Short task ->
Copy all of the data below word for word, omitting the pictures from your answer.

Dataset ->

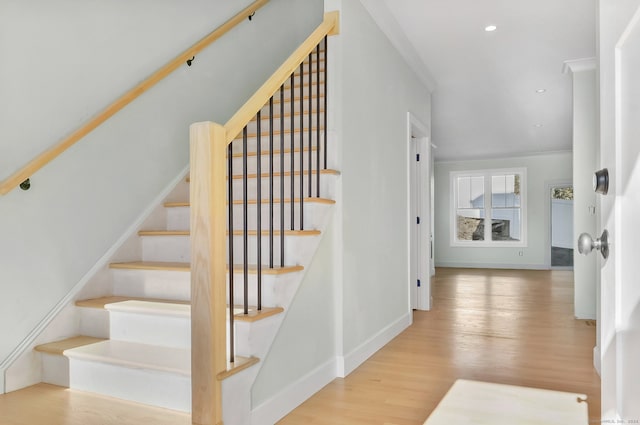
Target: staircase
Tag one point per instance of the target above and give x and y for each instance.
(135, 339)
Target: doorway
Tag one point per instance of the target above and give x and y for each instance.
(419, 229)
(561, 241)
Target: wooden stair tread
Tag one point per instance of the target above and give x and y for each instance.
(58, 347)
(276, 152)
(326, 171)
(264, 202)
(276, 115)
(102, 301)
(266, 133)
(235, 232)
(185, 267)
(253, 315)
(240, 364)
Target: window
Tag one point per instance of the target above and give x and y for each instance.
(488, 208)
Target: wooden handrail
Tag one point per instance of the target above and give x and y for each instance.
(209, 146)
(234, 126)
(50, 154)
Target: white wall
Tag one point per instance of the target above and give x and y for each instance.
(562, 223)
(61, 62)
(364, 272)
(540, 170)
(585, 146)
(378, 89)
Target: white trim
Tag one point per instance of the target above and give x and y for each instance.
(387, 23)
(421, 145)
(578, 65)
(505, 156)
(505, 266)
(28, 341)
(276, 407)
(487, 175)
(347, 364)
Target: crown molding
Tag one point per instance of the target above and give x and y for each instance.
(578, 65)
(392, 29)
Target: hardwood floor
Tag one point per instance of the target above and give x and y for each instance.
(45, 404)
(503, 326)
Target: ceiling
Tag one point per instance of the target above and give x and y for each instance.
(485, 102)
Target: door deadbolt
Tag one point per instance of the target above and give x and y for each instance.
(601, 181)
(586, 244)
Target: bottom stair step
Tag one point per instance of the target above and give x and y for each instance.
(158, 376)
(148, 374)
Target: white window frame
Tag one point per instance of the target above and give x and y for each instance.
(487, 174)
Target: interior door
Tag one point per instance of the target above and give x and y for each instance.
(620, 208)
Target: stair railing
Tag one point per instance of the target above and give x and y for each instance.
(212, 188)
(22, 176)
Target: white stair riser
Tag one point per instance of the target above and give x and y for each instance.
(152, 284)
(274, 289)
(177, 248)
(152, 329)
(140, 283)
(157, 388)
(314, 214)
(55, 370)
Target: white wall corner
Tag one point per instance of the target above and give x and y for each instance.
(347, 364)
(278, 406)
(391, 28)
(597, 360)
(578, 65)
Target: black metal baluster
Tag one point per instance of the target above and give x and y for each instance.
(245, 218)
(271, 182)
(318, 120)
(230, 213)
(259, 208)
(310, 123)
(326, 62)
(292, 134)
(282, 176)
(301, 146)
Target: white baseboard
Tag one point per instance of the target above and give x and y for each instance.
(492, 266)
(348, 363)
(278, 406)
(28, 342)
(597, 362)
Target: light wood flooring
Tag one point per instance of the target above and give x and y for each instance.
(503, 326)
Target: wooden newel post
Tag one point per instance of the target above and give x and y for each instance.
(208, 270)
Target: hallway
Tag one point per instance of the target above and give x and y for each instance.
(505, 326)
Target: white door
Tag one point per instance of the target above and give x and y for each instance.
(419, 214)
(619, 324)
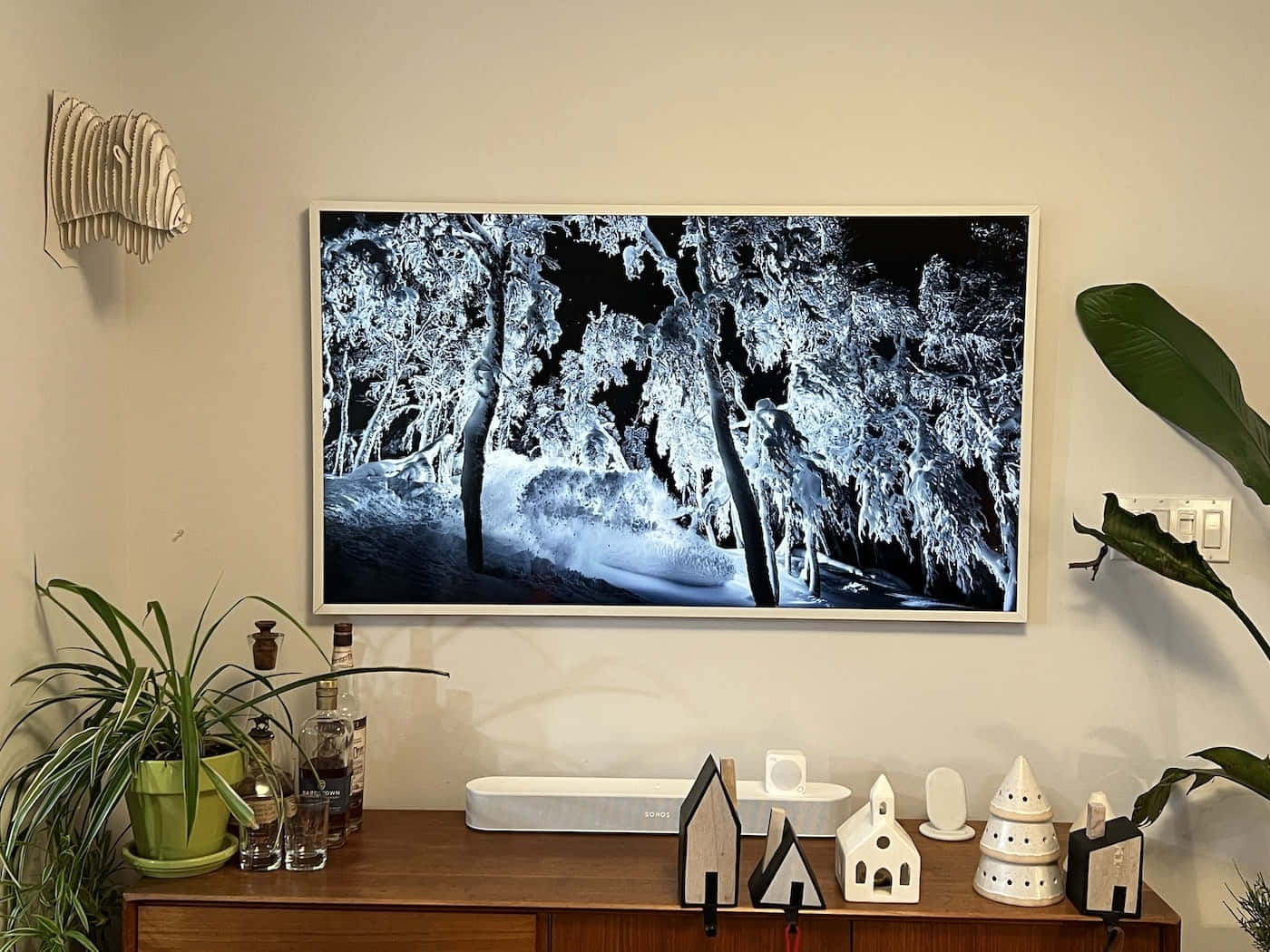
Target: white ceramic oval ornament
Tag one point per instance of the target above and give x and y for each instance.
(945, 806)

The response ->
Target: staircase
Tag one point per instance of the target above and give x and y for each instance.
(135, 339)
Target: doorway
Tag one point per instance of the target above and give x and y for each instance.
(419, 229)
(561, 241)
Target: wooden stair tread
Tag one point per instance of the target above and give x and y for each instance.
(58, 347)
(276, 152)
(326, 171)
(264, 202)
(276, 115)
(102, 301)
(266, 133)
(235, 232)
(185, 267)
(253, 315)
(240, 364)
Target: window
Tag one point per instance of the target above and give x and y for each instance.
(488, 208)
Target: wooden handrail
Tag one point per instance of the target above and give x and y for each instance.
(209, 146)
(234, 126)
(50, 154)
Target: white wall
Tag one point per instance of the target above and give x and y for each instance.
(562, 223)
(61, 62)
(364, 272)
(540, 170)
(585, 146)
(378, 89)
Target: white trim
Tag one point per instance of the target above and give x and y for each instance.
(387, 23)
(421, 145)
(578, 65)
(505, 156)
(505, 266)
(28, 341)
(276, 407)
(487, 175)
(347, 364)
Target: crown molding
Tag one point per instance of the target above and give x and y for each instance.
(578, 65)
(392, 29)
Target: hardwood floor
Tag one point per instance of the target above and give x and y for each instance.
(45, 404)
(503, 326)
Target: ceiling
Tag one point per instance of the target above and give x and y for each instance.
(485, 102)
Target: door deadbolt
Tag one point per instance of the target above and give x and y for each instance.
(601, 181)
(586, 244)
Target: bottom stair step
Tag one point per instance of the target above and give x and y for each instance.
(158, 376)
(148, 374)
Target: white window frame
Tag one point per instance of the target above and give x and y for each instance.
(487, 174)
Target: interior door
Tag one point per instance of the target above and give x and y for each instance.
(620, 208)
Target: stair railing
Tag one point per instance of the target above and give x and y for each instance.
(212, 188)
(22, 176)
Target: white stair riser
Tag one point per instance of the target above and give x and y for each instance.
(152, 284)
(274, 289)
(177, 248)
(152, 329)
(140, 283)
(157, 388)
(314, 214)
(55, 370)
Target: white wall corner
Tag one point per instance of the target above and give x and y for each instance.
(347, 364)
(278, 406)
(391, 28)
(597, 360)
(578, 65)
Target: black metal baluster
Tag one point per instance of the target above and give x and y for each instance.
(245, 218)
(271, 182)
(318, 120)
(230, 213)
(259, 208)
(310, 123)
(326, 62)
(292, 134)
(282, 176)
(301, 146)
Target: white baseboard
Tag one point per instance of the target above and give x and y for each instance.
(492, 266)
(348, 363)
(278, 406)
(28, 342)
(597, 362)
Target: light wood flooring
Tag one point per instance of the target above and give x and y for each instance.
(503, 326)
Target: wooden newel post
Tag one point per instance of the target above and give x and y for each instance.
(208, 270)
Target: hallway
Tag one point per instance of the target above and give x and y for each instance.
(505, 326)
Target: white door
Tag one point per instance of the target above and give x and y for each instance.
(419, 214)
(619, 324)
Target: white ceramic oval ornament
Tag one point per instance of the target above and give x and y for each instance.
(945, 806)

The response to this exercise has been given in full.